══ READING PASSAGE ══
- Release poster
- Genre: Period drama
- Based on: The Other Bennet Sister by Janice Hadlow
- Written by: Sarah Quintrell; Maddie Dai;
- Directed by: Jennifer Sheridan; Asim Abbasi;
- Starring: Ella Bruccoleri; Ruth Jones; Richard E. Grant; Maddie Close; Poppy Gilbert; Grace Hogg-Robinson; Molly Wright; Indira Varma; Richard Coyle; Dónal Finn; Laurie Davidson; Lucy Briers; Tanya Reynolds; Varada Sethu;
- Composer: Anne Chmelewsky
- Country of origin: United Kingdom
- Original language: English
- No. of series: 1
- No. of episodes: 10

Production
- Executive producers: Janice Hadlow; Sarah Quintrell; Dan McCulloch; Kate Crowther; Becca Kinder; Jane Tranter; Rebecca Ferguson; Jess O'Riordan;
- Producer: John Pocock
- Cinematography: Luke Bryant; Simona Susnea;
- Editors: Sara Jones; Rebecca Trotman; Lucy Harris; Emily Lawrence;
- Running time: 30 mins.
- Production companies: Bad Wolf; Sony Pictures Television;

Original release
- Network: BBC One
- Release: 15 March 2026 – present

= The Other Bennet Sister =

2026 British television series

The Other Bennet Sister is a British period drama television series produced by Bad Wolf for BBC One. It is an adaptation of the novel of the same name by Janice Hadlow, a continuation of Jane Austen's Pride and Prejudice, and follows Ella Bruccoleri as Mary Bennet, Dónal Finn as Mr Hayward and Laurie Davidson as Mr Ryder. Other cast members include Ruth Jones and Richard E. Grant as Mrs and Mr Bennet. The series premiered on 15 March 2026. In June 2026, a three-part Christmas special was announced.

==Premise==
The first two episodes of the series detail the events of Pride and Prejudice from the point of view of Mary Bennet, the overlooked sister from the large Bennet family. The rest of the story follows Mary as she travels to London and the Lake District on a journey of self-discovery and romance.

==Cast and characters==
=== Main ===

- Ella Bruccoleri as Mary Bennet
- Ruth Jones as Mrs Bennet
- Richard E. Grant as Mr Bennet
- Maddie Close as Jane Bingley (née Bennet)
- Poppy Gilbert as Elizabeth Darcy (née Bennet)
- Grace Hogg-Robinson as Lydia Wickham (née Bennet)
- Molly Wright as Kitty Buncock (née Bennet)
- Indira Varma as Mrs Gardiner
- Richard Coyle as Mr Gardiner
- Dónal Finn as Thomas Hayward
- Laurie Davidson as William Ryder
- Lucy Briers as Mrs Hill
- Tanya Reynolds as Caroline Bingley
- Varada Sethu as Ann Baxter

=== Recurring ===
- Victor Pilard as Fitzwilliam Darcy
- Aled Owens as Charles Bingley
- Aaron Gill as John Sparrow
- Ryan Sampson as Mr Collins
- Anna Fenton-Garvey as Charlotte Collins (née Lucas)
- Lucinda Dryzek as Louisa Hurst (née Bingley)
═══
TO-DO LIST:
**a)** Which actors appear under "Recurring" in the cast of the article on The Other Bennet Sister, and whom does each play?
**b)** Can you extend the article on The Other Bennet Sister, starting after its last line?
You won't need the listing.
══ RAW DATA ══
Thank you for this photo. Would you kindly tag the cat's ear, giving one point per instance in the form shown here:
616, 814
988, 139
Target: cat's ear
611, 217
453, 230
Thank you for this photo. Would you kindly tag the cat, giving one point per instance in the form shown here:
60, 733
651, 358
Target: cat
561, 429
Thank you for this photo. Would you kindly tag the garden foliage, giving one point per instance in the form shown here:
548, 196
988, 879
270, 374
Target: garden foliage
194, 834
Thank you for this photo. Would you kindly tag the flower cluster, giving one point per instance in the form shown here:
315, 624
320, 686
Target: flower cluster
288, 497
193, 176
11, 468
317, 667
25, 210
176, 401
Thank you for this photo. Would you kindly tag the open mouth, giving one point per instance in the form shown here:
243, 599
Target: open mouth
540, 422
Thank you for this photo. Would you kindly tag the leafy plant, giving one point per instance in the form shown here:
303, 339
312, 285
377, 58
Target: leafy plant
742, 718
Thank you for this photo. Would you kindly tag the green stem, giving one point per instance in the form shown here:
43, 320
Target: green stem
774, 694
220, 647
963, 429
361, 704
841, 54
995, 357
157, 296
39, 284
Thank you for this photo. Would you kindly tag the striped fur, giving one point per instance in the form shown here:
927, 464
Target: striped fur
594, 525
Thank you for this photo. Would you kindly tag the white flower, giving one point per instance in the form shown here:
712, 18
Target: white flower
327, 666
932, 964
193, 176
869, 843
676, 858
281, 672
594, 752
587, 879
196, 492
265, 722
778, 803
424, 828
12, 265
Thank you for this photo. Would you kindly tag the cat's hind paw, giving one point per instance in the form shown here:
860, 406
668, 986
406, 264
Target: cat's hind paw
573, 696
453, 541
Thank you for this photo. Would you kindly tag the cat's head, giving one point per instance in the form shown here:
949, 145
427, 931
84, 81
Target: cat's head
═══
THE ANSWERS:
**a)**
- Victor Pilard as Fitzwilliam Darcy
- Aled Owens as Charles Bingley
- Aaron Gill as John Sparrow
- Ryan Sampson as Mr Collins
- Anna Fenton-Garvey as Charlotte Collins (née Lucas)
- Lucinda Dryzek as Louisa Hurst (née Bingley)

**b)**
- Róisín Bhalla as Marianne Gardiner
- Reggie Absolom as George Gardiner
- Jasmine Sharp as Rebecca Gardiner
- Fergus Craig as Mr Hurst
- Seán Carlsen as Sir William Lucas
- Jethro Weyman as Gardiner Servant

==Production==
=== Development ===
The ten-part series is adapted by Sarah Quintrell from the 2020 novel of the same name by Janice Hadlow, based around the character Mary Bennet from the Jane Austen novel Pride and Prejudice, with Maddie Dai also writing an episode. It is lead directed by Jennifer Sheridan.

It is produced by Bad Wolf, for whom Dan McCulloch developed the project. Quintrell and Hadlow are executive producers with Kate Crowther, Becca Kinder and Jane Tranter as executive producers for Bad Wolf, and Rebecca Ferguson as executive producer for the BBC. Sony Pictures Television has global rights. In May 2025, BritBox was announced as co-producer, with broadcasting rights in the U.S. and Canada.

On 24 June 2026, the BBC announced that a three-part Christmas special had been commissioned.

=== Casting ===
In May 2025, Ella Bruccoleri was announced as leading the cast in the role of Mary Bennet. The following month, Ruth Jones, Richard E. Grant, Richard Coyle and Indira Varma joined the cast, as well as Roisin Bhalla, Reggie Absolom and Jasmine Sharp, Laurie Davidson, Dónal Finn and Varada Sethu with Aaron Gill, Maddie Close, Poppy Gilbert, Molly Wright, Grace Hogg-Robinson, Tanya Reynolds, Anna Fenton-Garvey and Ryan Sampson. The cast also includes Lucy Briers, who had played Mary Bennet in the 1995 adaptation of Pride and Prejudice.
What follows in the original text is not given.